Instructions for the task:
Your answer should be the lines below from the one with "Query: mountain ridge" to the one with "Query: low wall with snow", both included, given again exactly and with nothing added.

Input material:
********
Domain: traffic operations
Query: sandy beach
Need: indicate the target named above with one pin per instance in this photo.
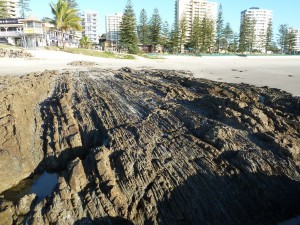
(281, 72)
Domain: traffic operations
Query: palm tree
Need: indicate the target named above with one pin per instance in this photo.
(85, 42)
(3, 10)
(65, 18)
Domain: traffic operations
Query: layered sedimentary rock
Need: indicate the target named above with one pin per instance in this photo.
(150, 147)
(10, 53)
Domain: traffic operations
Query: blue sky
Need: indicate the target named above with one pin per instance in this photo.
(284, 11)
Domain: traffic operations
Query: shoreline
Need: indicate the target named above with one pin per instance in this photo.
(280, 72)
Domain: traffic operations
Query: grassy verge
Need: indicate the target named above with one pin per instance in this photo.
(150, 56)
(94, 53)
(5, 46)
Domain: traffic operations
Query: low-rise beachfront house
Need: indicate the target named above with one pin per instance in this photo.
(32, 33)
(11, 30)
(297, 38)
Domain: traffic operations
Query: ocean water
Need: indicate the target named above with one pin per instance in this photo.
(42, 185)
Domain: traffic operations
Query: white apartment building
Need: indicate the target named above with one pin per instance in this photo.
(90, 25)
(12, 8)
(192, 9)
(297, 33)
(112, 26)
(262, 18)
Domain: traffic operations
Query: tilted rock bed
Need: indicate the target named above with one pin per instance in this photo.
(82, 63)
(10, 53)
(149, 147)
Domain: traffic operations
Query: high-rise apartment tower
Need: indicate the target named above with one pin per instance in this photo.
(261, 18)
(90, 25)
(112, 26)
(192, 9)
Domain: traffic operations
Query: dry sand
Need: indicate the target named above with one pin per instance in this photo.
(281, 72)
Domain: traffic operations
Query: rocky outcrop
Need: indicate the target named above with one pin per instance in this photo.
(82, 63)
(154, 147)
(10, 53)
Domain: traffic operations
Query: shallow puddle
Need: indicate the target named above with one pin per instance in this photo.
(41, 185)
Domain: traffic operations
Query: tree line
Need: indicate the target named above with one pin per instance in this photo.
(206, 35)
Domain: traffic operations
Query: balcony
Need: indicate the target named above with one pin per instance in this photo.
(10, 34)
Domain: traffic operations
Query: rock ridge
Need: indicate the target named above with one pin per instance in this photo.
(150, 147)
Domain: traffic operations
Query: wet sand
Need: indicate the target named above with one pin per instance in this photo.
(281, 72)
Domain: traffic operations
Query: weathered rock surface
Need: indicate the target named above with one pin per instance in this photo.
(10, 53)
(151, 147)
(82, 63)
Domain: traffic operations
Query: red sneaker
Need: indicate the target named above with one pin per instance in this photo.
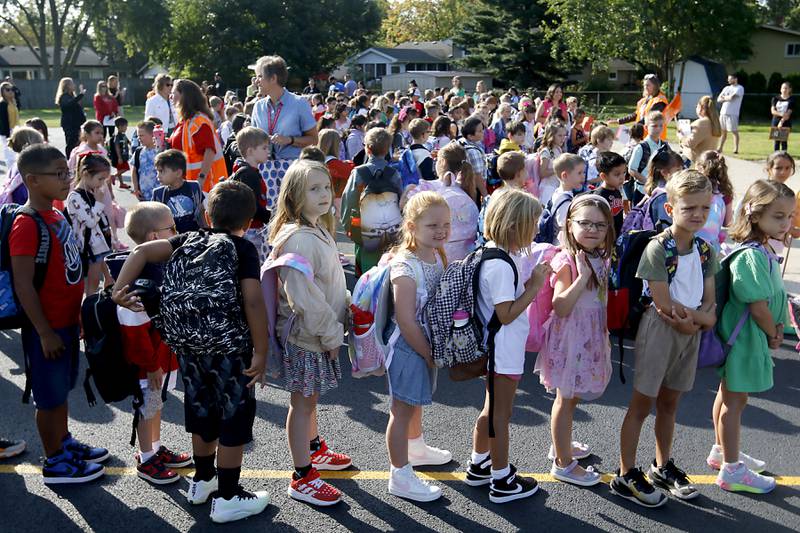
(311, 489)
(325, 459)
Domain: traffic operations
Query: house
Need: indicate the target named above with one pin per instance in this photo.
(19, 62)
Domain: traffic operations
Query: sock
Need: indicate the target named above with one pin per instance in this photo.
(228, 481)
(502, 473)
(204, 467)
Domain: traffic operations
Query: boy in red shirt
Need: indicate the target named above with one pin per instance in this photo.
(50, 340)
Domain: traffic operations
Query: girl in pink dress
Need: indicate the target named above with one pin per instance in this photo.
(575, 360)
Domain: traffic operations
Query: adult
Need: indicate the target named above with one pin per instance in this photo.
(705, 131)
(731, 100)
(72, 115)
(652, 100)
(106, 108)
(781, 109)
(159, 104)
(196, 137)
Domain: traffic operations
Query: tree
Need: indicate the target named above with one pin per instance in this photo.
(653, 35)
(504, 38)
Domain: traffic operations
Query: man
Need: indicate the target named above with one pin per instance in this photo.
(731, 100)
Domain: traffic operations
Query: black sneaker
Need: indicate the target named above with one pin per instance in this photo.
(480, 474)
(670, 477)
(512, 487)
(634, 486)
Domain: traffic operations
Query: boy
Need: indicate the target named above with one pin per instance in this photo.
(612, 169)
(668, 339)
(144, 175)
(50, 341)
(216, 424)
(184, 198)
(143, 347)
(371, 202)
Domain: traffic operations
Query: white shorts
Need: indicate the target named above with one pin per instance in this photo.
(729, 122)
********
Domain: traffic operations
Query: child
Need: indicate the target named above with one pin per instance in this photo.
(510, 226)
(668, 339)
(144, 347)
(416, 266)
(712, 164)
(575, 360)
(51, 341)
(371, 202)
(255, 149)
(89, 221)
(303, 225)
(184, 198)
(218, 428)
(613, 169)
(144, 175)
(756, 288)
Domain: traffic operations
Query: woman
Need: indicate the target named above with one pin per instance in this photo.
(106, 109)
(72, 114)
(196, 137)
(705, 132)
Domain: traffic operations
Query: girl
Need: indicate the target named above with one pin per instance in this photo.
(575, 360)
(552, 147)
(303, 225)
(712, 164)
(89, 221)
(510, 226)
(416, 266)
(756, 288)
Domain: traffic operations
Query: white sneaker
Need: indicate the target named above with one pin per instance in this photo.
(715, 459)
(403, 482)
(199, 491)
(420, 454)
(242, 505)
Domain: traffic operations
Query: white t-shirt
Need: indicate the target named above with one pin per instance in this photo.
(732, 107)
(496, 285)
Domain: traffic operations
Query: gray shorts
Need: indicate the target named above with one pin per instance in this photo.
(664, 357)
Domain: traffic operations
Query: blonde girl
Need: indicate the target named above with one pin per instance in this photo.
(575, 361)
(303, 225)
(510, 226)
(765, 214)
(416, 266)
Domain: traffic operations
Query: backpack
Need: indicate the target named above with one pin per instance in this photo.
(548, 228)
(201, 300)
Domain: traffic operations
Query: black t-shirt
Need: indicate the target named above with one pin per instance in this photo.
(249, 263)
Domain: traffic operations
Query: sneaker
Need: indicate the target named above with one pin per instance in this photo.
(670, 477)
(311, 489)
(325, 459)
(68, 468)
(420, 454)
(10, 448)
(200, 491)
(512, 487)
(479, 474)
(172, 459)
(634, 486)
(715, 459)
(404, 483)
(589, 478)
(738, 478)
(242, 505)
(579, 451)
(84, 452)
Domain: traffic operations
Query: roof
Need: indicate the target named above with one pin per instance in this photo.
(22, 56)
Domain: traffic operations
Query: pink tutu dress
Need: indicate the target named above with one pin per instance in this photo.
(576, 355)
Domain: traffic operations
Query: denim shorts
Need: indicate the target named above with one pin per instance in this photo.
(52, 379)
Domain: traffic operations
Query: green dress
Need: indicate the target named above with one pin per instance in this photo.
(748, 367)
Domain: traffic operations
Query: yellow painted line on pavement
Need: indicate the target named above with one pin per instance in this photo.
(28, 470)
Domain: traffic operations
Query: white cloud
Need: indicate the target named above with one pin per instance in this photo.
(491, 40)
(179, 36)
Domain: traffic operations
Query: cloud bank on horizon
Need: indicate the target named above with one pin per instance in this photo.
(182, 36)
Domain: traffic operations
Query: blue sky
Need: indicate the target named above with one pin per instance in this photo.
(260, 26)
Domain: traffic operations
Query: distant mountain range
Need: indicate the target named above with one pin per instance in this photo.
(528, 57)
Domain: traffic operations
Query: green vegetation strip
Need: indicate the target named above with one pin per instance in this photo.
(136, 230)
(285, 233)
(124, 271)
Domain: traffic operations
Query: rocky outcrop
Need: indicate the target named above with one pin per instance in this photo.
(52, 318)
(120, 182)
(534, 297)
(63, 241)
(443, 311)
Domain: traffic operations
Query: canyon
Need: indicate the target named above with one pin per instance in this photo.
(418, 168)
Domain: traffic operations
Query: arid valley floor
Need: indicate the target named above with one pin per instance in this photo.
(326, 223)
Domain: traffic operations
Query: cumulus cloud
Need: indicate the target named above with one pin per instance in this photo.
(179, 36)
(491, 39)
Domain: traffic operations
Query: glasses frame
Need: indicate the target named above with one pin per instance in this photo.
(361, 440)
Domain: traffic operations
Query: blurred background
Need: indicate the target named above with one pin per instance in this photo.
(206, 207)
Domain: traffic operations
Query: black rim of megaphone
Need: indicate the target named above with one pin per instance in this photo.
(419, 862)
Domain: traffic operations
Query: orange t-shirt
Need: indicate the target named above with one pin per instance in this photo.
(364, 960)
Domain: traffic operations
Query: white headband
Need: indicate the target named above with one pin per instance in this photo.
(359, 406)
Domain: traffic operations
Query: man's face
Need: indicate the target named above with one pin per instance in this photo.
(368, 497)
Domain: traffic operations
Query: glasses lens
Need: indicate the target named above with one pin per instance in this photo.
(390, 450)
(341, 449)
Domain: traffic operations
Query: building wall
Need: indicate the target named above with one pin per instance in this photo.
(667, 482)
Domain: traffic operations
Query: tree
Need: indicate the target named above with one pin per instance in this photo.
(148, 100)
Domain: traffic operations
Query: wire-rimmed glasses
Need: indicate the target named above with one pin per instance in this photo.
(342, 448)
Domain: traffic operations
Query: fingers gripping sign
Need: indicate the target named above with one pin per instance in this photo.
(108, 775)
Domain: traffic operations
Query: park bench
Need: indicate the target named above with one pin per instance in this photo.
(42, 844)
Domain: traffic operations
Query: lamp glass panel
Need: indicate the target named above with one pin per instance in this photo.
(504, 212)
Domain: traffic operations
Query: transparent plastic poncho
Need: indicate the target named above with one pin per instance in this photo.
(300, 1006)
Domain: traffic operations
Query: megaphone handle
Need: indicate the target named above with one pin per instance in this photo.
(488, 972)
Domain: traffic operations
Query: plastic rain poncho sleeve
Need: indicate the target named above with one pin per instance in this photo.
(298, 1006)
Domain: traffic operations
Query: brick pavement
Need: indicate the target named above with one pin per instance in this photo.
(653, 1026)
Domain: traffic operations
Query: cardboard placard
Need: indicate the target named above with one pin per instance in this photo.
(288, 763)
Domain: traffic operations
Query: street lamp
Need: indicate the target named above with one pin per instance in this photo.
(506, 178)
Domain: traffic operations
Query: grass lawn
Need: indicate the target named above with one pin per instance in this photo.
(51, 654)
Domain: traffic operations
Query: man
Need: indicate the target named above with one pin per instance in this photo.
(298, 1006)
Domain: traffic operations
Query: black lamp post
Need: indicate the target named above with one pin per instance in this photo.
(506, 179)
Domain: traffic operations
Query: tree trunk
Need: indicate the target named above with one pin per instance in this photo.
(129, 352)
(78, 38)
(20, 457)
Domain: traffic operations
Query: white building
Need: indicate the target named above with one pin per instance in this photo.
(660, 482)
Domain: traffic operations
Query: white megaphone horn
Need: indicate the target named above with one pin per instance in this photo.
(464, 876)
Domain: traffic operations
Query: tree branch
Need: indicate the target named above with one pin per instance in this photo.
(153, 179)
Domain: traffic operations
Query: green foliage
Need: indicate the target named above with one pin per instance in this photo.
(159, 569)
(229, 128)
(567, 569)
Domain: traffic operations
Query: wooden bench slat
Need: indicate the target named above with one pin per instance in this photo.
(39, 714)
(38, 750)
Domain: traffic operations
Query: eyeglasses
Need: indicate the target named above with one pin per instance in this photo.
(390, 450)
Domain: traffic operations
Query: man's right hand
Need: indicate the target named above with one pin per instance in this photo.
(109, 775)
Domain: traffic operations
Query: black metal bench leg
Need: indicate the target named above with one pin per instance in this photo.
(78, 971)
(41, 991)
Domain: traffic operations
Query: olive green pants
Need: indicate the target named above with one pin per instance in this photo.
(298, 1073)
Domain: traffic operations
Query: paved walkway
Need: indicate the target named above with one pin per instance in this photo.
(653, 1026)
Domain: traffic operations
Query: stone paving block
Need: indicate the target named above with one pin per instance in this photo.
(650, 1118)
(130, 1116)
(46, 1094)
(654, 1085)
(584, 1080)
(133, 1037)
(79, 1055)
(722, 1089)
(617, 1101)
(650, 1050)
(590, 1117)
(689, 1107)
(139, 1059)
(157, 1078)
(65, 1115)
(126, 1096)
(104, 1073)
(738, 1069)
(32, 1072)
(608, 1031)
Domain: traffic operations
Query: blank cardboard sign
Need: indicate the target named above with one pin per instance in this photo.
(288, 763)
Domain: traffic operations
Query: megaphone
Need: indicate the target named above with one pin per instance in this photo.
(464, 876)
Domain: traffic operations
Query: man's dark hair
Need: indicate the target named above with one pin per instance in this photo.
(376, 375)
********
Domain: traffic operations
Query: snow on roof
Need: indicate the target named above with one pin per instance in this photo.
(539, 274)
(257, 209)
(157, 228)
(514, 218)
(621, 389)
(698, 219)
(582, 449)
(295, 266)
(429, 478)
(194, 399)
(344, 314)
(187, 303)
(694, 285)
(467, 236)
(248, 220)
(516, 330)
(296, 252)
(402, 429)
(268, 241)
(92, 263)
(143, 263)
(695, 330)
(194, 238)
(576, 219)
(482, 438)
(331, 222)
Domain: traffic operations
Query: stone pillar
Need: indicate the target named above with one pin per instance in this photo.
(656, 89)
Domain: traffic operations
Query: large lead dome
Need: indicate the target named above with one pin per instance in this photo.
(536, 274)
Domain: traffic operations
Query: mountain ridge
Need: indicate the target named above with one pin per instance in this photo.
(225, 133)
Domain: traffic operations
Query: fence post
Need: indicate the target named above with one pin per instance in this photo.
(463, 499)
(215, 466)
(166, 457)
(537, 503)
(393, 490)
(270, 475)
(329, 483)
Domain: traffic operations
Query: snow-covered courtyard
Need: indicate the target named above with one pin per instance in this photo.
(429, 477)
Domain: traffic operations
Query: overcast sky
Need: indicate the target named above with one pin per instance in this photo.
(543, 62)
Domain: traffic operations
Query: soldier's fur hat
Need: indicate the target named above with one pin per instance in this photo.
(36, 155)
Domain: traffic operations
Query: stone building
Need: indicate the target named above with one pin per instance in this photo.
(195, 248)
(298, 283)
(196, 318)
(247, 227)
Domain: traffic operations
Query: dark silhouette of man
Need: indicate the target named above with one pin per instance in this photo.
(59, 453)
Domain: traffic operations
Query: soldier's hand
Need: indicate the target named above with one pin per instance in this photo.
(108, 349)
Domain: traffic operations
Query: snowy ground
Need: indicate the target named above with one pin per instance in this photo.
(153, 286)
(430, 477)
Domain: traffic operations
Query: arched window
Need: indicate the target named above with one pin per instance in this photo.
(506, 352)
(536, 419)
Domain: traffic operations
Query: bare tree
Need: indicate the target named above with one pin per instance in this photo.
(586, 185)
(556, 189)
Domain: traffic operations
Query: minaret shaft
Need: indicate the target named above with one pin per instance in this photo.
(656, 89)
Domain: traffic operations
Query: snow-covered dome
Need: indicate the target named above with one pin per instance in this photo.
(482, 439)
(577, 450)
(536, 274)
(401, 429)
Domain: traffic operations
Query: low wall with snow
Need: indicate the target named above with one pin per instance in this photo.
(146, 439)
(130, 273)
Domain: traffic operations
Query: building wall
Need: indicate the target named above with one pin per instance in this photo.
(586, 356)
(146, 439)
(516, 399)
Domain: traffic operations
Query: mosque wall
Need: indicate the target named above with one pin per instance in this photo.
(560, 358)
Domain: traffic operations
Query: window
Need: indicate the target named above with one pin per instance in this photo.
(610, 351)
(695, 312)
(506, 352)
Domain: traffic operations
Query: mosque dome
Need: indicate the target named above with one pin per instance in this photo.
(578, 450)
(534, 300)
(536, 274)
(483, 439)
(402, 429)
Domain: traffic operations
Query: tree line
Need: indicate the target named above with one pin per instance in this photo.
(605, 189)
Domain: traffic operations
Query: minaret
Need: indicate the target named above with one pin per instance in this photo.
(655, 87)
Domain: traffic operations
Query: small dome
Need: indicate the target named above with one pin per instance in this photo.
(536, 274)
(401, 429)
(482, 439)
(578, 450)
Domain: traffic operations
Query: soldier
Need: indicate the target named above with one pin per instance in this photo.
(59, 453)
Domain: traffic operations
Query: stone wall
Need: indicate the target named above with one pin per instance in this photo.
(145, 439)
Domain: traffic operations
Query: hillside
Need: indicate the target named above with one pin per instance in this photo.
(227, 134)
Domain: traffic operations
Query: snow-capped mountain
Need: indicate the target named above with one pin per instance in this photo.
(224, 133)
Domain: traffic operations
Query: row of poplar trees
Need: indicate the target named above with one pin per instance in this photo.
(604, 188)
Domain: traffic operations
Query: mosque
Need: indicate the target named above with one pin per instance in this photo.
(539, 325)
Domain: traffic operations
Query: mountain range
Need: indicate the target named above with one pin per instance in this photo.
********
Result of this task:
Query: mountain ridge
Need: indicate the target named above with one pin per instance in this photo.
(225, 133)
Domain: traffic operations
Query: fence post
Need: indicate the target named above with one pin per instance in this photo.
(463, 499)
(215, 466)
(166, 457)
(537, 503)
(393, 490)
(270, 475)
(329, 483)
Domain: traffic operations
Query: snow-covered courtyard
Need: indicate the target named above with one pin per instance in this photo.
(429, 477)
Domain: traffic operations
Query: overcast sky
Need: indicate the target named above with one pin per instance in this photo.
(543, 62)
Domain: traffic operations
Query: soldier's fur hat
Need: indicate the target named above with one pin per instance in this photo.
(36, 155)
Domain: traffic operations
Query: stone building
Need: indicate the target named above with one pin per instance in this photo.
(195, 248)
(298, 283)
(196, 318)
(247, 227)
Domain: traffic operations
Query: dark silhouette of man
Need: indicate the target named above with one pin per instance in this photo.
(59, 453)
Domain: traffic operations
Query: soldier's hand
Need: indicate the target named above with one pin per instance in this photo.
(108, 349)
Domain: traffic operations
Query: snowy ground
Need: indicate the target named above with one pin per instance in this photo.
(153, 286)
(430, 477)
Domain: traffic operations
Query: arched window
Need: indicate the target named above with one pin per instance in this photo.
(506, 352)
(536, 419)
Domain: traffic operations
Query: bare tree
Need: indicate the target named above with one pin per instance in this photo.
(586, 185)
(556, 189)
Domain: traffic operations
Query: minaret shaft
Need: indicate the target named above with one pin per instance in this photo.
(656, 89)
Domain: traffic operations
Query: snow-covered dome
Need: indicate the target named above with one pin per instance in this photo.
(482, 439)
(577, 450)
(536, 274)
(401, 429)
Domain: traffic operations
Query: low wall with snow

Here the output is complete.